§ **Your instructions**
The answer must be every line from the entries below that contains "texture".

[[ Supplied records, beginning ]]

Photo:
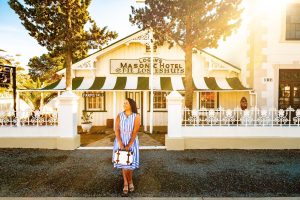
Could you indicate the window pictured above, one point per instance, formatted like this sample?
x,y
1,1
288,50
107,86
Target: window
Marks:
x,y
94,101
136,96
208,99
293,22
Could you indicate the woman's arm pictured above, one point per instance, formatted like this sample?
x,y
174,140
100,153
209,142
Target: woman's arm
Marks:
x,y
137,123
117,132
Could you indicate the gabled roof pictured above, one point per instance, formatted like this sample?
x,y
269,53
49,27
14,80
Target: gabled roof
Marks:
x,y
126,40
94,55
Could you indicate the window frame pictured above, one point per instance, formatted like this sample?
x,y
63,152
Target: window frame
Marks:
x,y
287,24
216,100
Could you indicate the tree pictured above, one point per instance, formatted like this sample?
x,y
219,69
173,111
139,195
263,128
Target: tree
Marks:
x,y
192,24
45,67
59,25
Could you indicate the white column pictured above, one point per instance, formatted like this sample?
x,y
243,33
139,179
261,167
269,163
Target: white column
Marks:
x,y
18,108
67,121
114,107
174,102
197,99
145,107
151,82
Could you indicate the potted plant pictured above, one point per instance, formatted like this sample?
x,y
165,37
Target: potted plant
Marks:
x,y
86,123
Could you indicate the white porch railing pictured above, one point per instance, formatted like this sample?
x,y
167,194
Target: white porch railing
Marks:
x,y
28,118
237,117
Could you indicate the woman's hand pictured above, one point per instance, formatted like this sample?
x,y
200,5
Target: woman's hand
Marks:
x,y
121,145
127,147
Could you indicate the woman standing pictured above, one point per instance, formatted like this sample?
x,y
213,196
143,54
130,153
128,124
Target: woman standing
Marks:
x,y
126,129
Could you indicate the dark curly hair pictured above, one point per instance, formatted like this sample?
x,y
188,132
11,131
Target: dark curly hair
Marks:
x,y
132,105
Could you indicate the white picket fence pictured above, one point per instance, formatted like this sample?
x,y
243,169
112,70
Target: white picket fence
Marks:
x,y
237,117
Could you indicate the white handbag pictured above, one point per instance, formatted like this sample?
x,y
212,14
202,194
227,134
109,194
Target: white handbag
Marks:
x,y
123,157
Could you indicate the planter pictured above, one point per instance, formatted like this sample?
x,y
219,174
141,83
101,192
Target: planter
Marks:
x,y
86,127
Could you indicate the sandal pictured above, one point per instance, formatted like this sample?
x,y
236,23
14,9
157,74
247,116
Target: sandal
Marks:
x,y
125,191
131,187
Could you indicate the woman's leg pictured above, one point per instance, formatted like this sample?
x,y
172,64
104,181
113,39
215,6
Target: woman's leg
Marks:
x,y
130,176
124,173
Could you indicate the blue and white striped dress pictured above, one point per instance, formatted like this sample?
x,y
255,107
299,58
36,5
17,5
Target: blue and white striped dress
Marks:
x,y
126,128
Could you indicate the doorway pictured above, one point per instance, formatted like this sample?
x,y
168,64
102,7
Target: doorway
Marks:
x,y
138,98
289,89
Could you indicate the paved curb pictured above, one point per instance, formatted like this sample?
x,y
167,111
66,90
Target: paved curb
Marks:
x,y
151,198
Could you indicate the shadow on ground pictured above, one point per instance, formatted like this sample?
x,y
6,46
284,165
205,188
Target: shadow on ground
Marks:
x,y
89,173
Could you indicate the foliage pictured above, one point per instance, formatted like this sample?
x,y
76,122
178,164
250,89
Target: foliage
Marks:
x,y
45,67
86,117
59,25
191,24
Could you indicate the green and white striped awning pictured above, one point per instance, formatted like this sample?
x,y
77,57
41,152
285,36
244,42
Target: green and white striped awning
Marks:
x,y
142,83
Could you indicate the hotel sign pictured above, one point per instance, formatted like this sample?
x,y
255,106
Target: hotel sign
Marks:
x,y
4,76
142,66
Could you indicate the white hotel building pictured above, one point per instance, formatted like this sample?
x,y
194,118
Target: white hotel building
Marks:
x,y
260,61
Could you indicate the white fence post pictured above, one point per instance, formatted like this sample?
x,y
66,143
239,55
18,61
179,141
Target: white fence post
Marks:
x,y
174,139
68,138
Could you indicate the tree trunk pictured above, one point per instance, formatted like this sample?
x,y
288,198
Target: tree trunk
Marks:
x,y
189,88
68,64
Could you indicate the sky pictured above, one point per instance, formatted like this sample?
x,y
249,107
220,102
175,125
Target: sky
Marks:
x,y
15,39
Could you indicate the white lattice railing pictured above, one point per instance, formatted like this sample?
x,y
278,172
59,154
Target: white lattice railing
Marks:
x,y
28,118
238,117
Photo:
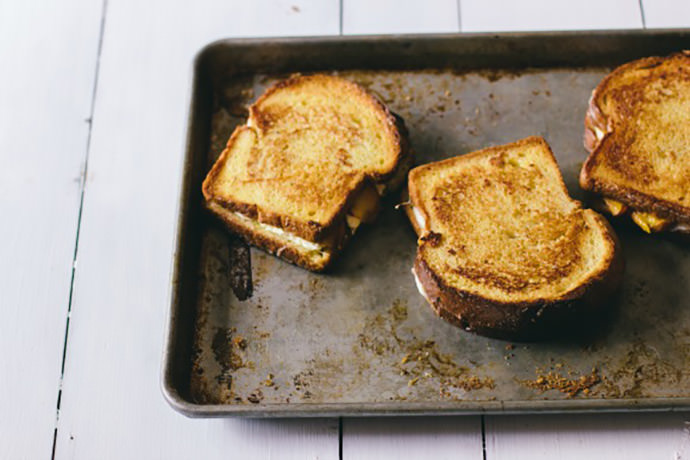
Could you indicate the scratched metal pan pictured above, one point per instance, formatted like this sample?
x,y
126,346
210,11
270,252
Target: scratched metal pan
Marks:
x,y
360,340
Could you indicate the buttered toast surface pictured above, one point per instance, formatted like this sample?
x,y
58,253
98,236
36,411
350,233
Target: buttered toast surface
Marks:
x,y
362,334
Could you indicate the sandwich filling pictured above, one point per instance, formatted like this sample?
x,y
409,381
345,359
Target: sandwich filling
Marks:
x,y
649,222
291,237
364,208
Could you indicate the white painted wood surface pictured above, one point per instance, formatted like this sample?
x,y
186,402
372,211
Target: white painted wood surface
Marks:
x,y
112,405
500,15
399,16
437,438
594,437
47,62
666,13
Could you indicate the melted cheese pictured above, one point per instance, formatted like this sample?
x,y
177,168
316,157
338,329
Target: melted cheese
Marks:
x,y
648,221
419,217
291,237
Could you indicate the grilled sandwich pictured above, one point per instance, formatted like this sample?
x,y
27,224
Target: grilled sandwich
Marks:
x,y
637,130
502,248
310,165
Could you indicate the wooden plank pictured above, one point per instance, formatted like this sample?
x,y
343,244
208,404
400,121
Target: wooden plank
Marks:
x,y
112,403
47,62
439,438
499,15
666,13
603,436
399,16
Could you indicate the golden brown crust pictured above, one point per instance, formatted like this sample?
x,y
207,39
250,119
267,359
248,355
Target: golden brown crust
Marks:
x,y
612,142
489,298
528,320
349,184
281,248
414,174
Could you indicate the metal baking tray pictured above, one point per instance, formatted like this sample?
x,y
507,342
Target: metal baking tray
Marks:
x,y
360,340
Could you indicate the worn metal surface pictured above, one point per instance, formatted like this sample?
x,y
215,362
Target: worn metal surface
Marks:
x,y
361,340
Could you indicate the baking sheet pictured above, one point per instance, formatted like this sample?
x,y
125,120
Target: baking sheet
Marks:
x,y
361,340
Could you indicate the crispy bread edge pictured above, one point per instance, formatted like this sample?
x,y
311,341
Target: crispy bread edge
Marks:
x,y
595,118
277,247
310,230
414,192
527,321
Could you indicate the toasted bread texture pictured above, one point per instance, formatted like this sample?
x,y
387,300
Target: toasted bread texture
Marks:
x,y
637,129
314,149
503,249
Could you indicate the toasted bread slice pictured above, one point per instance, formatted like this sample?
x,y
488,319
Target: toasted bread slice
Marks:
x,y
307,168
503,249
637,129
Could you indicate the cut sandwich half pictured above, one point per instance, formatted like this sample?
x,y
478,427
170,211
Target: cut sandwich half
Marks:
x,y
637,129
308,168
503,250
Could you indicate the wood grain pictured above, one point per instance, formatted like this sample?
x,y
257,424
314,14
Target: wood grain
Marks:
x,y
399,16
499,15
666,13
601,436
47,62
439,438
112,403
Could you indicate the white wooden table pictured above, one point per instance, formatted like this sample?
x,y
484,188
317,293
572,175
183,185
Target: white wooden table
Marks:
x,y
93,102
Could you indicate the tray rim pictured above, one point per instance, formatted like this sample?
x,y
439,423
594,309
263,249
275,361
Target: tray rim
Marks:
x,y
301,409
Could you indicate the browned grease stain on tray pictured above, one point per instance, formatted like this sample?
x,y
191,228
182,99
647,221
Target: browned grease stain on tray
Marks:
x,y
381,343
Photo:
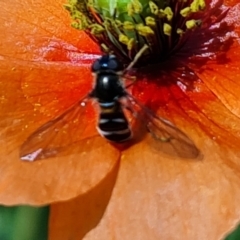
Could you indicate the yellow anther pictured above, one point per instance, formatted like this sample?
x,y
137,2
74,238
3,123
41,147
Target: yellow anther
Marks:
x,y
185,12
150,21
197,5
123,39
144,30
153,7
134,7
191,24
168,13
180,31
167,29
127,25
131,44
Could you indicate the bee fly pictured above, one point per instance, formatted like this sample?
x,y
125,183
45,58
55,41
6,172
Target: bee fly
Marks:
x,y
112,98
108,89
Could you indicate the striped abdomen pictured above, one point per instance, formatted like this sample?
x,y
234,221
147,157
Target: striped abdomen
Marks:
x,y
112,123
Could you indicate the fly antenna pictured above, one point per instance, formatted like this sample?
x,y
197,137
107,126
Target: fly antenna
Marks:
x,y
137,56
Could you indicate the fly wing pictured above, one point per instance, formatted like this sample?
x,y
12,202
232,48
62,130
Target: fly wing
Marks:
x,y
58,135
165,135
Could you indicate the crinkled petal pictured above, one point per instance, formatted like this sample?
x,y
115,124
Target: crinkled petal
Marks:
x,y
30,29
157,197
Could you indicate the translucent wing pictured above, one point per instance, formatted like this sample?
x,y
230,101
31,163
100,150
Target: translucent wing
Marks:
x,y
165,136
56,136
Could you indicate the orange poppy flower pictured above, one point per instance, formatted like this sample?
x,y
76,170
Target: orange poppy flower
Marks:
x,y
139,192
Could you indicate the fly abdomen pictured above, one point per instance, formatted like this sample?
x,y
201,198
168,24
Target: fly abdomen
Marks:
x,y
112,123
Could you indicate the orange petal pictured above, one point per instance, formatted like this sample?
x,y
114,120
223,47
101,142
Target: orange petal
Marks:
x,y
53,179
157,197
31,29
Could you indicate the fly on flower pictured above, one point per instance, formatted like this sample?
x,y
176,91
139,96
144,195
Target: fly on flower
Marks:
x,y
113,100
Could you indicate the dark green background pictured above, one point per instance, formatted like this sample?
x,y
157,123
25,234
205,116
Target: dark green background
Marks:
x,y
31,223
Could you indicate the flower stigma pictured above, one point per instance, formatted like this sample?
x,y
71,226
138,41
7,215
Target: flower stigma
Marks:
x,y
124,27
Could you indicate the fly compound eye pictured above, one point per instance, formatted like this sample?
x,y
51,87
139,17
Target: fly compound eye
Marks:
x,y
96,66
114,64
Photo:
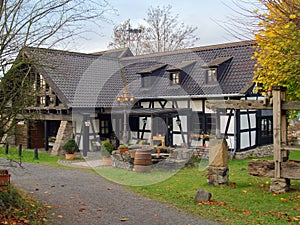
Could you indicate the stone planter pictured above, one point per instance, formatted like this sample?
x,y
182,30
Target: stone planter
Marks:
x,y
123,149
70,156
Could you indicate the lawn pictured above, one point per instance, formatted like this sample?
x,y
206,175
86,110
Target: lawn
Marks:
x,y
28,156
246,200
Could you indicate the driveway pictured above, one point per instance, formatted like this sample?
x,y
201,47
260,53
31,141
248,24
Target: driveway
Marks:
x,y
77,196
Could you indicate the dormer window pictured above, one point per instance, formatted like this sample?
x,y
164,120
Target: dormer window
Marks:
x,y
211,75
175,78
215,68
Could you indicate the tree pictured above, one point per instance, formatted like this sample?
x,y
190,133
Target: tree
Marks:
x,y
36,23
278,46
162,32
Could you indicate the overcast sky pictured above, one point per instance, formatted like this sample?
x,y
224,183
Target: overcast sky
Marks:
x,y
204,14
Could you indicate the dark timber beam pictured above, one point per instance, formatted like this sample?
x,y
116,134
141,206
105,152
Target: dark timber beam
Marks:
x,y
249,104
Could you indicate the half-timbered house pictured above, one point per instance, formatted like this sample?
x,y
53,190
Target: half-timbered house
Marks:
x,y
160,97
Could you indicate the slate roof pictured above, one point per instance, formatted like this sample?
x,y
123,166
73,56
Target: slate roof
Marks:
x,y
94,80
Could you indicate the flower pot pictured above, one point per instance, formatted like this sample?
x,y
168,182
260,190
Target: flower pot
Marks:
x,y
123,149
70,156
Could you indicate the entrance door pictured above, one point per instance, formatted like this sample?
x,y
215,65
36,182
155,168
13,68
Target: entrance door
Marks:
x,y
36,134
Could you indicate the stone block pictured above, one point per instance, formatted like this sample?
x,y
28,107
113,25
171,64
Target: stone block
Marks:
x,y
218,153
217,175
202,196
280,185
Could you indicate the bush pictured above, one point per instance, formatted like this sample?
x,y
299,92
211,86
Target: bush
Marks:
x,y
106,146
18,208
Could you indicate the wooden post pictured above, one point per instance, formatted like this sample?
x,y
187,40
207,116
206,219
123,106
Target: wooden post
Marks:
x,y
218,130
284,153
20,150
277,137
36,153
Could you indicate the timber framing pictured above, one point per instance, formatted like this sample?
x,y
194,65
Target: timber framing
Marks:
x,y
249,104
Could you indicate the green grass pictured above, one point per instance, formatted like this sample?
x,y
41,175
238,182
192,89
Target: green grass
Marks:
x,y
130,178
16,207
246,200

[[ Supplied records, end ]]

§ **Response**
Could you indicate the toasted bread texture pictured above, one point per instance, formatted like this sample?
Target: toasted bread texture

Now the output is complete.